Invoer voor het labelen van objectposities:
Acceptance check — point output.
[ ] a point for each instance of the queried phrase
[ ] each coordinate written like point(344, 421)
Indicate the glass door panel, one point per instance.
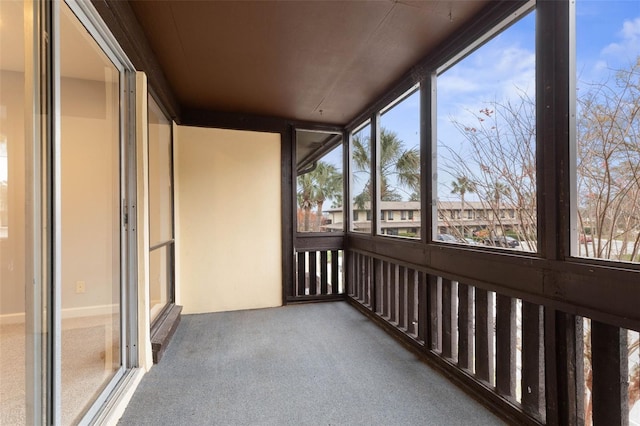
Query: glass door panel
point(90, 173)
point(13, 304)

_Doel_
Neem alle regels hierboven woordelijk over en laat de afbeeldingen weg.

_Antwoord_
Acceptance check — point output.
[ ] a point for each instance of the queried phrase
[ ] each coordinate written like point(344, 421)
Indicate the glass door panel, one point per instance.
Query: glass door panel
point(90, 173)
point(13, 304)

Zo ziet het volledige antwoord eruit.